Le RSA et les diverses allocations coûtent cher, incitent à la paresse et à la dépendance... Mais pourraient-ils être efficaces s’ils étaient assortis de contreparties ? C'était le thème du dernier "débat du Cri", animé par Alain Dumait, avec pour invités le philosophe Philippe Nemo et le professeur d'économie Bertrand Lemennicier. Compte-rendu.
Alain Dumait :
Combien y a-t-il de minima sociaux ? 6 selon l’Insee, 9 selon le ministère des Affaires sociales. Il y a le revenu de solidarité active (RSA), l’allocation de solidarité spécifique (ASS), l’allocation d’insertion (AI), l’allocation adulte handicapé (AAH), l’allocation supplémentaire d’invalidité (ASI), l’allocation équivalent retraite (AER), l’allocation supplémentaire vieillesse (ASV)... Combien de personnes en bénéficient ? Environ 6 millions. Combien ça coûte ? Personne ne sait. Peut-être six milliards ?
Parmi les arguments pour, il y a la nécessité de réinsérer les personnes en difficulté, de même que la volonté d’assurer une certaine paix sociale. Les arguments contre : le coût, l’incitation à ne rien faire, les fraudes - d’après la Cour des comptes, certaines aide comptent 20 % de fraudeurs. Se pose aussi la question de leur efficacité : y a-t-il moins de pauvreté dans les pays qui distribuent des minima sociaux ?
Bertrand Lemennicier :
Le principal minimum social, le RMI, devenu RSA en 2009, a été créé par Michel Rocard. Dans son esprit, ce revenu minimum devait se substituer à tout le fatras d’aides sociales auquel plus personne ne comprenait rien. On sait ce qui s’est passé : le RMI s’est ajouté aux autres aides.

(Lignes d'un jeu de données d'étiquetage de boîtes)
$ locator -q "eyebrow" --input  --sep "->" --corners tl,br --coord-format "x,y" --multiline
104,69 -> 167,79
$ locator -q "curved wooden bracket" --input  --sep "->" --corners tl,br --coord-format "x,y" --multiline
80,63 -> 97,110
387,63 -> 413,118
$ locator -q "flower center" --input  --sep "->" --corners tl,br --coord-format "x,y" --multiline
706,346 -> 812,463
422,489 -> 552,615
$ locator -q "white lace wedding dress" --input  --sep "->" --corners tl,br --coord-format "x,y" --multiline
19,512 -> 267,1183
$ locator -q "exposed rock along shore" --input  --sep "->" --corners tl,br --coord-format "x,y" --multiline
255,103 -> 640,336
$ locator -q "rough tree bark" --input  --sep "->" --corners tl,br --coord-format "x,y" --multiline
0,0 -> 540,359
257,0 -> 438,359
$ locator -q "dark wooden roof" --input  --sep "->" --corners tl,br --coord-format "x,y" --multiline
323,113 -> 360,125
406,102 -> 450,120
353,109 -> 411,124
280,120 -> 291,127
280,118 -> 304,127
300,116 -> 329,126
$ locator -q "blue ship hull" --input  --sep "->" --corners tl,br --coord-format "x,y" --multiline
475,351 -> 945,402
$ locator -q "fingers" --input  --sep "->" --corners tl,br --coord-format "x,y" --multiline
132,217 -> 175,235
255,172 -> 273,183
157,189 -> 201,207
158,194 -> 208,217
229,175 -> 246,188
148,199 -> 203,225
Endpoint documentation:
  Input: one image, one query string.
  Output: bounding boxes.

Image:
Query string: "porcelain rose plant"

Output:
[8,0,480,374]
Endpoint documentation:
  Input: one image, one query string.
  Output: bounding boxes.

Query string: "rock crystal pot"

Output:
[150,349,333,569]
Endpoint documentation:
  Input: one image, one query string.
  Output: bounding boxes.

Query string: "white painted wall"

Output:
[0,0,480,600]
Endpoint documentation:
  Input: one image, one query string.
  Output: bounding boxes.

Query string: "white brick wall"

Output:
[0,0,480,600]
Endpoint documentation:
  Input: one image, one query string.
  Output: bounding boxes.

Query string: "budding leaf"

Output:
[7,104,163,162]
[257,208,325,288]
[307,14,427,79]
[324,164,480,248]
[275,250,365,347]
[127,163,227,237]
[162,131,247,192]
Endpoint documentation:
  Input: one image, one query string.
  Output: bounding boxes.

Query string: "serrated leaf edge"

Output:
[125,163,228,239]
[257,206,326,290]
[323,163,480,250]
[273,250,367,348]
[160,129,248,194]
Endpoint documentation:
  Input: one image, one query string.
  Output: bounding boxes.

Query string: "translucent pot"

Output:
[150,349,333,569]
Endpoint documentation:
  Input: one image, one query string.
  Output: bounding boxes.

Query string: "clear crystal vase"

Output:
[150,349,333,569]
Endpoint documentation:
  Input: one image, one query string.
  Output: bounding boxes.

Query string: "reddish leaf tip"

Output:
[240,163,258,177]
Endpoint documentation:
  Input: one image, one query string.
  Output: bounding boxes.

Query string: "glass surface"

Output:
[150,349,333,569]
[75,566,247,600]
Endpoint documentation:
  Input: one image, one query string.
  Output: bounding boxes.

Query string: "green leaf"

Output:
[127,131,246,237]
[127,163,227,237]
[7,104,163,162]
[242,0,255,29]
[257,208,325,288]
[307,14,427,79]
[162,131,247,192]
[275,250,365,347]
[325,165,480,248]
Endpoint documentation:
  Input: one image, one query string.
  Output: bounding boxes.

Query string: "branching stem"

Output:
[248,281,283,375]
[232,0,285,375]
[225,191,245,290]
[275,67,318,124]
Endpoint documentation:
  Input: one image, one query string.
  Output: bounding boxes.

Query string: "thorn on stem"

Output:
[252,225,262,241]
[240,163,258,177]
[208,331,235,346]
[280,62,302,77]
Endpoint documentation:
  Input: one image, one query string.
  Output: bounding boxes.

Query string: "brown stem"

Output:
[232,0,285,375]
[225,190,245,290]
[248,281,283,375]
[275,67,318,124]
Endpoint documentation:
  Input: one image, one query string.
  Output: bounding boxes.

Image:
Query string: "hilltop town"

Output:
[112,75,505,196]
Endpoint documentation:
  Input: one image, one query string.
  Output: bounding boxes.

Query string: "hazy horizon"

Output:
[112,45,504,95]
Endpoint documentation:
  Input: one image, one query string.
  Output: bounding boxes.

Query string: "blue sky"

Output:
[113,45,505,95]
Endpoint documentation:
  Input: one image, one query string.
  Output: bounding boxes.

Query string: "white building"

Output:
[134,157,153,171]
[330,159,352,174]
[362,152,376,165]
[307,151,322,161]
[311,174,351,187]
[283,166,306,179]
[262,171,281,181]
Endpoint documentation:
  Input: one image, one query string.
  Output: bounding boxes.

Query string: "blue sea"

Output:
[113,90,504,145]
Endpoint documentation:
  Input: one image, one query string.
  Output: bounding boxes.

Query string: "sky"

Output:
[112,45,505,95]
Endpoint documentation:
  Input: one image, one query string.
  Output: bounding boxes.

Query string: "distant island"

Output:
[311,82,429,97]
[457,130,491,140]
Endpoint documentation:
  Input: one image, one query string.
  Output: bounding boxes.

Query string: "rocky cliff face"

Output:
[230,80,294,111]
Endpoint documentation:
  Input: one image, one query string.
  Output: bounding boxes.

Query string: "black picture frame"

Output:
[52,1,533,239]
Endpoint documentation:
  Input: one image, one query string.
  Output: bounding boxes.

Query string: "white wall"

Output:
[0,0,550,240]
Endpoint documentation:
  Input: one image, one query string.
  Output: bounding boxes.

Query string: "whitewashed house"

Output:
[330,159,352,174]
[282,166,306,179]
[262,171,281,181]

**Consignes**
**1)** Traduisez en anglais cette phrase du texte fourni : « On sait ce qui s’est passé : le RMI s’est ajouté aux autres aides. »
**2)** Reproduisez fidèlement le passage du texte fourni qui va de « Le RSA et les » à « Bertrand Lemennicier. Compte-rendu. ».

**Réponses aux consignes**
**1)** We know what happened: the RMI was added to the other benefits.

**2)**
Le RSA et les diverses allocations coûtent cher, incitent à la paresse et à la dépendance... Mais pourraient-ils être efficaces s’ils étaient assortis de contreparties ? C'était le thème du dernier "débat du Cri", animé par Alain Dumait, avec pour invités le philosophe Philippe Nemo et le professeur d'économie Bertrand Lemennicier. Compte-rendu.